Given instruction
Your task is to extract the lines from the one holding "of the golden" through the end of the material. Set them down exactly and add nothing.

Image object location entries

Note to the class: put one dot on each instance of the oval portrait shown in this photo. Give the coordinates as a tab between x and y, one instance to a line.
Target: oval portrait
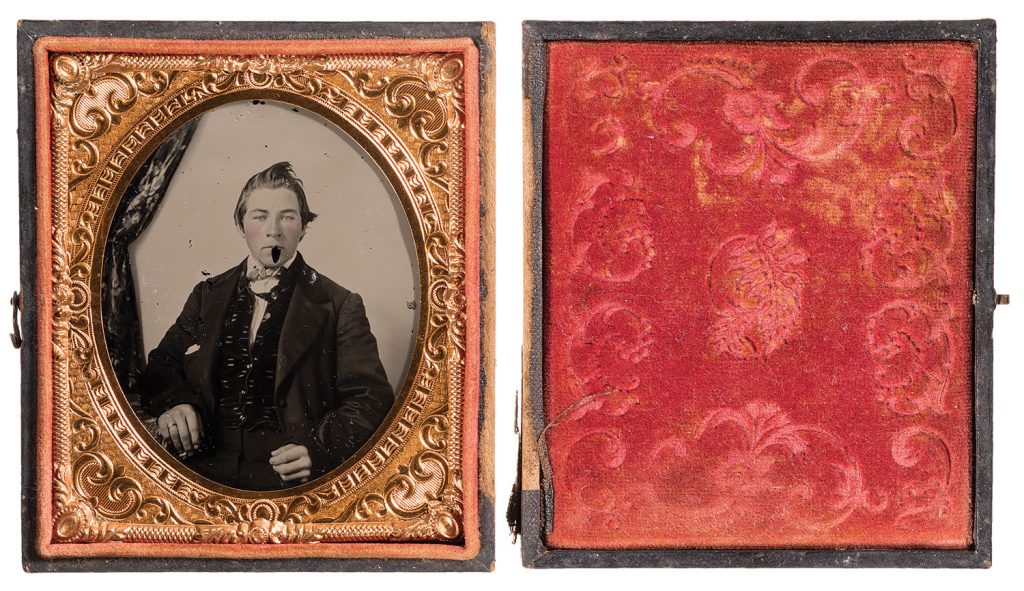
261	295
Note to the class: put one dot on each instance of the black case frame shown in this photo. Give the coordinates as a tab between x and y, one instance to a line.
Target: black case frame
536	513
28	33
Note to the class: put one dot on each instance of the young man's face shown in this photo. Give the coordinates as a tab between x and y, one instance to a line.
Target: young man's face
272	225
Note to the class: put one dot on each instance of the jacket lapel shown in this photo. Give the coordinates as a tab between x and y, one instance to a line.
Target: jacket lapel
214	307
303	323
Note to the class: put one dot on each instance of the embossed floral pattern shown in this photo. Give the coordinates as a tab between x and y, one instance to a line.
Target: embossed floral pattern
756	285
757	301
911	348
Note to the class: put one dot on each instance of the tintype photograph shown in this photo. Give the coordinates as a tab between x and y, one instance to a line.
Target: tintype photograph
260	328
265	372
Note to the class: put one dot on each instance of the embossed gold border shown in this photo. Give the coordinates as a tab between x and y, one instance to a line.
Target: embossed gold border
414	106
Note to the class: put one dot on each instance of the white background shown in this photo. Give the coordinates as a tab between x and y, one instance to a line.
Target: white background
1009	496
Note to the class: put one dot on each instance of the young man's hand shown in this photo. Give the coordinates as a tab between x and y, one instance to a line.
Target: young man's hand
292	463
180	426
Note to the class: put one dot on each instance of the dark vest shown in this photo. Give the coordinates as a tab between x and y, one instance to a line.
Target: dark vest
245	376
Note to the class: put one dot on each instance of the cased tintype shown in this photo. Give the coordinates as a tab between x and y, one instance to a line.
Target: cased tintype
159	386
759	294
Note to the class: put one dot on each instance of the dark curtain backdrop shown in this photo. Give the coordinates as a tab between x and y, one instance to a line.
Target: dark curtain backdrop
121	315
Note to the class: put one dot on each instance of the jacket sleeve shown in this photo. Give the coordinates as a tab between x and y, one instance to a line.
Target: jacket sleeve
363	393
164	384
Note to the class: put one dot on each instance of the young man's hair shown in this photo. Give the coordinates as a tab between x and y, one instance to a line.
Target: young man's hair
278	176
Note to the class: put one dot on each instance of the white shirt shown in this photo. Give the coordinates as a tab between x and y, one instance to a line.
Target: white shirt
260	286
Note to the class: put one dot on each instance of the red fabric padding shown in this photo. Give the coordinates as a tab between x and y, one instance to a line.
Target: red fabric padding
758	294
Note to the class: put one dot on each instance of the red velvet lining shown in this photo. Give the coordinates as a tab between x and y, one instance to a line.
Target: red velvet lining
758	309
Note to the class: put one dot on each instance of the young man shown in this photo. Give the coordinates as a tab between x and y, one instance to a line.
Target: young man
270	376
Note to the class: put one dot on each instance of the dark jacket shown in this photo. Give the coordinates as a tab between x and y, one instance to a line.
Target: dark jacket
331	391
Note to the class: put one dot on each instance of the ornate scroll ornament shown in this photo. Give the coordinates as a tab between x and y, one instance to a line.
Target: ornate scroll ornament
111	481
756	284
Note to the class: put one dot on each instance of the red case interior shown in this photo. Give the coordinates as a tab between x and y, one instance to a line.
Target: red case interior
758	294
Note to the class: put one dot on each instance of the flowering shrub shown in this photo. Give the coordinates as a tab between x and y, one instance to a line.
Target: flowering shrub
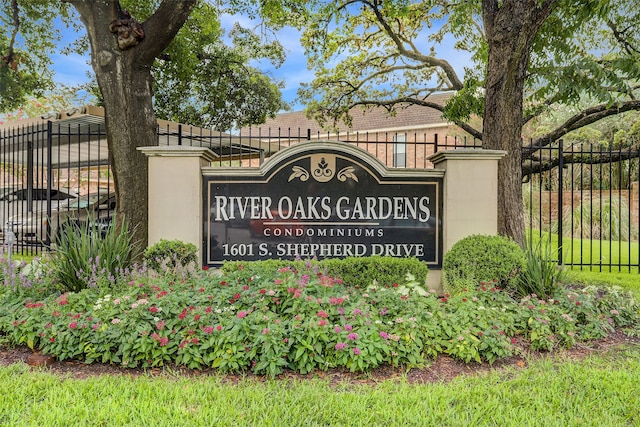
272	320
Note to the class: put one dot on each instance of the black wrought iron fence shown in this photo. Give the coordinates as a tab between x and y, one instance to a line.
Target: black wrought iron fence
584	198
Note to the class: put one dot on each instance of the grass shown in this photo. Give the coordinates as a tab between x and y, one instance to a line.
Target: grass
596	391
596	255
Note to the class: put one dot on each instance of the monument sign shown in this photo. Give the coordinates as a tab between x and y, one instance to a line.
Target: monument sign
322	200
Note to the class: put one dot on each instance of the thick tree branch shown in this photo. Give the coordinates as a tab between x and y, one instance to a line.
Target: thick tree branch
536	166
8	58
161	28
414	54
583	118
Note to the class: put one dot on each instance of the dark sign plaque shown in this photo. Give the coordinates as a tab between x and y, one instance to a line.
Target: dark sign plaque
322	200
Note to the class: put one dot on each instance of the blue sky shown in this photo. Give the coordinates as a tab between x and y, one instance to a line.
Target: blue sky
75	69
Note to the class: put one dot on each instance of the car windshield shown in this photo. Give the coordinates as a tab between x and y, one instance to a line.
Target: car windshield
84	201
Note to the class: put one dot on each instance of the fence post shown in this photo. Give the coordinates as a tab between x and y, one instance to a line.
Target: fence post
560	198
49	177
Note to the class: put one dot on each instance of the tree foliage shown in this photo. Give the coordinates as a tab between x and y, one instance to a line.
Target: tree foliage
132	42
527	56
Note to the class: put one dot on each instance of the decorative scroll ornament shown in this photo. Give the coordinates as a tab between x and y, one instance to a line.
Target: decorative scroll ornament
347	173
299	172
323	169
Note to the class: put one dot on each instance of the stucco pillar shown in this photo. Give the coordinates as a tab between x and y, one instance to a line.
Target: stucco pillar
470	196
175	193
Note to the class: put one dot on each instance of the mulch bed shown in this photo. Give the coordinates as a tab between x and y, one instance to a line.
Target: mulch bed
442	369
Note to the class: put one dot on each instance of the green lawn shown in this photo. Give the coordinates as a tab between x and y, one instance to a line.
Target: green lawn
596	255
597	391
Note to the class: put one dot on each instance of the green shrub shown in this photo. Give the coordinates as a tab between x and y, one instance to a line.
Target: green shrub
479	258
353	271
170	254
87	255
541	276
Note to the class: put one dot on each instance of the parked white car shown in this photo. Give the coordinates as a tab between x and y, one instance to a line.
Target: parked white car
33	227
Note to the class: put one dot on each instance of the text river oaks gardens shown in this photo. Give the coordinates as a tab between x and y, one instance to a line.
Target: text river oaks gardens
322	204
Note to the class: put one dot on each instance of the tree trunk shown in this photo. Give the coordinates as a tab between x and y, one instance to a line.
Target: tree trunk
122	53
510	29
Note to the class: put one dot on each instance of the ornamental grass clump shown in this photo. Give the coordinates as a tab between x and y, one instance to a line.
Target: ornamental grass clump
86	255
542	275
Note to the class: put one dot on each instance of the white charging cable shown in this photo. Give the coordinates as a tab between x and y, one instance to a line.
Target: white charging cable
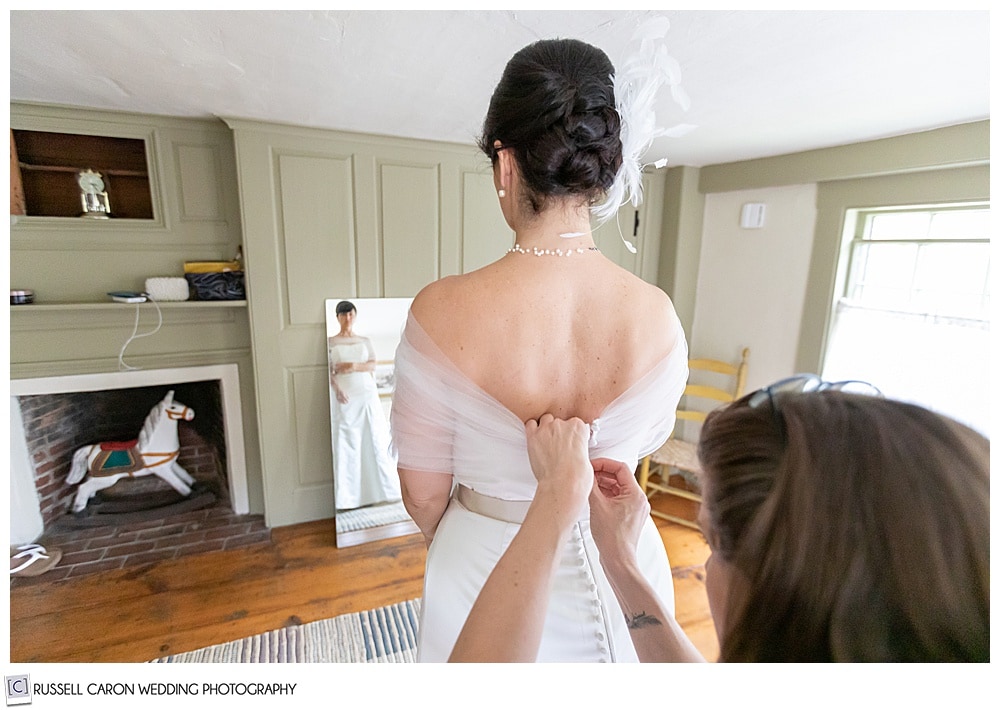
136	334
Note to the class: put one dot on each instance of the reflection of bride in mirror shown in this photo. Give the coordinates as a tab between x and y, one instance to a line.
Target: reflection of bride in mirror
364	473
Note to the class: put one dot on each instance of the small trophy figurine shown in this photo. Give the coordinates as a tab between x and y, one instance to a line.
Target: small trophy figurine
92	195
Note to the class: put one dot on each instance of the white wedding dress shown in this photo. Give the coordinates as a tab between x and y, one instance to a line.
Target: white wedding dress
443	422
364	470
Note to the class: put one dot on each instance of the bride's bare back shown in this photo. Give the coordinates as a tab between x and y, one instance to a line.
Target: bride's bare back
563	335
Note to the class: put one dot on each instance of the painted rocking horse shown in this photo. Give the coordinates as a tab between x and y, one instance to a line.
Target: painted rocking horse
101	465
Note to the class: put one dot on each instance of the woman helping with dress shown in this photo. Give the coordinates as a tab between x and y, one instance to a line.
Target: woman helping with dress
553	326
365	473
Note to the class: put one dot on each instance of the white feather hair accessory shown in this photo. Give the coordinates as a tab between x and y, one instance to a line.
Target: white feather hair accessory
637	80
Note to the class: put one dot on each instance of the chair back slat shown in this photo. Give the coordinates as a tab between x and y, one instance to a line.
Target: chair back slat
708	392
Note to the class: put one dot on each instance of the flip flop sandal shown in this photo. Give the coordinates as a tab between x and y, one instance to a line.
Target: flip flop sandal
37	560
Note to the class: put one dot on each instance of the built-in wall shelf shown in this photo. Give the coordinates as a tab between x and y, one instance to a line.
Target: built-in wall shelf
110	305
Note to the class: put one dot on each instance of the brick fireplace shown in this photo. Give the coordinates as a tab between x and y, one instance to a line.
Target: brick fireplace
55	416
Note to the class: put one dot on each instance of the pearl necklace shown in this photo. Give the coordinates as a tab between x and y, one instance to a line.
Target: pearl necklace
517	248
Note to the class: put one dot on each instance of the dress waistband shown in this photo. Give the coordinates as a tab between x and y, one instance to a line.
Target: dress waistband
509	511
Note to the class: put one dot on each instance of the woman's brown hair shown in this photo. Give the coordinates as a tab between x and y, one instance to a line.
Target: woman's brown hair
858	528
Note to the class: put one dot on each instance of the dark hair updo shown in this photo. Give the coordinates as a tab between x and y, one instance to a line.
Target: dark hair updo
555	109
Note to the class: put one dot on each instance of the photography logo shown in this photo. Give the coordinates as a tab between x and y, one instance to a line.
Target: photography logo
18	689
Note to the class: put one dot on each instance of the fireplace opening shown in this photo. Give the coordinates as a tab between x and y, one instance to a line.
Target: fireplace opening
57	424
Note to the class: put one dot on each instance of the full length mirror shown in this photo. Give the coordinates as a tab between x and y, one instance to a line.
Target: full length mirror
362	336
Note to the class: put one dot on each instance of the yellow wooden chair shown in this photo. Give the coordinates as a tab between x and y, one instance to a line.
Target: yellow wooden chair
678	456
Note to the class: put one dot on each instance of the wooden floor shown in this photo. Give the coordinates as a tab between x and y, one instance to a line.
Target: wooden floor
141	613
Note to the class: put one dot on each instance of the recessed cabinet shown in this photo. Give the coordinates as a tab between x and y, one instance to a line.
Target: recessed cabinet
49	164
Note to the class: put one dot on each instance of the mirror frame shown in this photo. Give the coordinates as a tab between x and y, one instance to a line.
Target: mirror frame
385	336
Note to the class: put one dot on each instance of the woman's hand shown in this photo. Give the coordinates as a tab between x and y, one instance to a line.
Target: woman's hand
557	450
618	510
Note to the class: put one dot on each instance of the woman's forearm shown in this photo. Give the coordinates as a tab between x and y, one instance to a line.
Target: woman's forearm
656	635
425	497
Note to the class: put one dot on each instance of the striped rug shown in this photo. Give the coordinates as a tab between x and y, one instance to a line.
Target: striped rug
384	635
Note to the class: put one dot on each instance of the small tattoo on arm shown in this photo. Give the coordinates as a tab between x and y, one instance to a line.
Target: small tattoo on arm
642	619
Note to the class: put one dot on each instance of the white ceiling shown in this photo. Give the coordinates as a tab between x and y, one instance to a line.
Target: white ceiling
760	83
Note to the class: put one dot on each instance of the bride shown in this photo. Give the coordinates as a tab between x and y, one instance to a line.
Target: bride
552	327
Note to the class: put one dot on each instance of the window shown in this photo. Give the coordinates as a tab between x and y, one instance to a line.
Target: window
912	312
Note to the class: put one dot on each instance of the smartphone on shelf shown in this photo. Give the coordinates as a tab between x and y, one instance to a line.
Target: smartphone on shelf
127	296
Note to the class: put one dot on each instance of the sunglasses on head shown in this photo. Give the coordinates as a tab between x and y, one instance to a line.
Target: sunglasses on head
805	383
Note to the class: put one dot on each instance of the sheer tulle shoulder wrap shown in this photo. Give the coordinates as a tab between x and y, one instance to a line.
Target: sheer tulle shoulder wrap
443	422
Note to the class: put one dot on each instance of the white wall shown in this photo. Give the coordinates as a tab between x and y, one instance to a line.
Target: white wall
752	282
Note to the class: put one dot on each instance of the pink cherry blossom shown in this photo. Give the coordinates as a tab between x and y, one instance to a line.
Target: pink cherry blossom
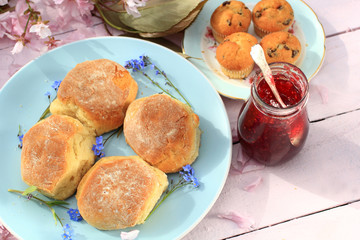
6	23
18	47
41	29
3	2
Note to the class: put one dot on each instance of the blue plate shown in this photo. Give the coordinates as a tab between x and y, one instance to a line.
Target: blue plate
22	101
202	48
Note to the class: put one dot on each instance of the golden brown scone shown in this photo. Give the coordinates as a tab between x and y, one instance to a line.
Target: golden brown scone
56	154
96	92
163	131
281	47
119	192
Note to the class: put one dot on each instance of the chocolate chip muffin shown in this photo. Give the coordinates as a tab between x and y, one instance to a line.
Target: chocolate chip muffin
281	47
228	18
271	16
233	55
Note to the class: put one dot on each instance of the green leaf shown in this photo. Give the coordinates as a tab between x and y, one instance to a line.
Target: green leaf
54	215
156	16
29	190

Answer
Note to the class: put one dot on each instance of the golden brown scone shown in this photo. Give the coordinates as a tab between x and y, one instance to a line.
Target: golden brown scone
56	154
96	92
163	131
281	47
119	192
Note to the class: put one dot on each instance of the chocolate chip muffin shown in this photo. Give the coordinates as a tab between x and y, one instance to a line.
Target: chocolate chip muffin
281	47
228	18
271	16
233	55
Note to the class: put one dot on each instance of the green leaf shown in this photo. Give the coordinates as a tab between x and y, one instance to a line.
Target: green leaf
54	215
156	16
29	190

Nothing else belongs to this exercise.